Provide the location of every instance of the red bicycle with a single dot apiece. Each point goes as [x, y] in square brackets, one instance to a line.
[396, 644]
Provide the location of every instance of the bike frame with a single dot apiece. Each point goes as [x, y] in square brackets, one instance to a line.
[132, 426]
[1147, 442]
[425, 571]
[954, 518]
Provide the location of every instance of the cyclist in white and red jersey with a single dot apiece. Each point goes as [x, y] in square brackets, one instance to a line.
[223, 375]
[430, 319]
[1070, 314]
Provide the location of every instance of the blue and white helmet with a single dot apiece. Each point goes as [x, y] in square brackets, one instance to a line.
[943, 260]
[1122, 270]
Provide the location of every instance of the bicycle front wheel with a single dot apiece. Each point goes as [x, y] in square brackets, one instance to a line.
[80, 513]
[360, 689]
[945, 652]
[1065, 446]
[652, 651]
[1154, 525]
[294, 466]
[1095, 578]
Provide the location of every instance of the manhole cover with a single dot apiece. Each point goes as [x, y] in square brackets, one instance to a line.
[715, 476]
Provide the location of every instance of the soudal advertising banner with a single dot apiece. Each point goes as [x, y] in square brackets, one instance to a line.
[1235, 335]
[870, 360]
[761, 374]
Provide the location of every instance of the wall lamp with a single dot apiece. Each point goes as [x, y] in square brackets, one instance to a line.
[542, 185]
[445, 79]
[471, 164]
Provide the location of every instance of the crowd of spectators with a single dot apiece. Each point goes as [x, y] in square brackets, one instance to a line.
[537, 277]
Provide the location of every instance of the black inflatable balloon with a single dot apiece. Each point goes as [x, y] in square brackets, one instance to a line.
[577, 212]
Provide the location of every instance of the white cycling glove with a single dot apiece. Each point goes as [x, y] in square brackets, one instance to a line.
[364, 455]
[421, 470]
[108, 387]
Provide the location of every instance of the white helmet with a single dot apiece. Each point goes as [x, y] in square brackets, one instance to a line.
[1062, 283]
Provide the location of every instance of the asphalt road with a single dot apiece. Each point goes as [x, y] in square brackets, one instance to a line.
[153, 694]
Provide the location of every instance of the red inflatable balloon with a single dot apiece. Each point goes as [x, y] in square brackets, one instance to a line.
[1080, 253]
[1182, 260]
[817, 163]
++++++++++
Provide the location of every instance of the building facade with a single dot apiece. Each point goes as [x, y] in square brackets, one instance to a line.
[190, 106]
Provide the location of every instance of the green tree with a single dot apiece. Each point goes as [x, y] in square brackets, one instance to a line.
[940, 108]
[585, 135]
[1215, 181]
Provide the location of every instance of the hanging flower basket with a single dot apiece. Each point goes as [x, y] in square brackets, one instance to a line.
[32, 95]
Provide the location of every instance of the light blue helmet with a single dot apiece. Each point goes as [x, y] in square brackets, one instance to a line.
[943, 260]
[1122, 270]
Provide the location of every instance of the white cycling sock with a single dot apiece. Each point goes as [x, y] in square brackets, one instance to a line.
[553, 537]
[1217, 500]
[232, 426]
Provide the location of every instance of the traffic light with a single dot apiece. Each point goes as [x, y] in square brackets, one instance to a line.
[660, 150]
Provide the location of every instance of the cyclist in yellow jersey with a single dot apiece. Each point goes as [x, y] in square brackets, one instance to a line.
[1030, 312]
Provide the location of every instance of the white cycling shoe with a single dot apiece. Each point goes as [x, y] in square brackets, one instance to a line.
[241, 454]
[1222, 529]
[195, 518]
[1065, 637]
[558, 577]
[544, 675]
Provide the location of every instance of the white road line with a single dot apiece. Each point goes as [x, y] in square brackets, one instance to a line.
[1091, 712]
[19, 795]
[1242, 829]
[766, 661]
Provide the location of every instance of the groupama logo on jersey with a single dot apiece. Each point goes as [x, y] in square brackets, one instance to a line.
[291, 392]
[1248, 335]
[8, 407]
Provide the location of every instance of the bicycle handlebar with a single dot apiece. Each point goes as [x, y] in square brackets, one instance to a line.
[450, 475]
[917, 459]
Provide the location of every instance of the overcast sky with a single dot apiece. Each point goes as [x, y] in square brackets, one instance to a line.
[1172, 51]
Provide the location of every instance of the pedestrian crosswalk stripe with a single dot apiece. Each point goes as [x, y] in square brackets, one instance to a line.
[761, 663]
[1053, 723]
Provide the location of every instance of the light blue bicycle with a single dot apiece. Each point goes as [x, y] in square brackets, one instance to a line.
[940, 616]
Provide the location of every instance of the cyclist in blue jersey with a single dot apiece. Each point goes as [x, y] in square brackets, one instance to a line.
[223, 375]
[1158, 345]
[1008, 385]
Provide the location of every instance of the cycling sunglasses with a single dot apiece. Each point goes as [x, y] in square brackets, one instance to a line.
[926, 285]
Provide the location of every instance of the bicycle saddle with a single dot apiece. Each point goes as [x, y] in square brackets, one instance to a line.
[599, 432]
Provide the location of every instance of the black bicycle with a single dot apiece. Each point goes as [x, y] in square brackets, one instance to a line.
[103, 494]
++++++++++
[Requirements]: Convert the stretch of items above, from the line containing "Provide the location of every instance of the pedestrian" through the line containing "[1053, 723]", both included, into a numbered list with any blank lines dropped.

[Solution to this exercise]:
1. Provide the location of every instance of the pedestrian crosswalk stripe with a single dot apiece. Each point goes as [x, y] in square brackets, one instance to a line.
2. [761, 663]
3. [1053, 723]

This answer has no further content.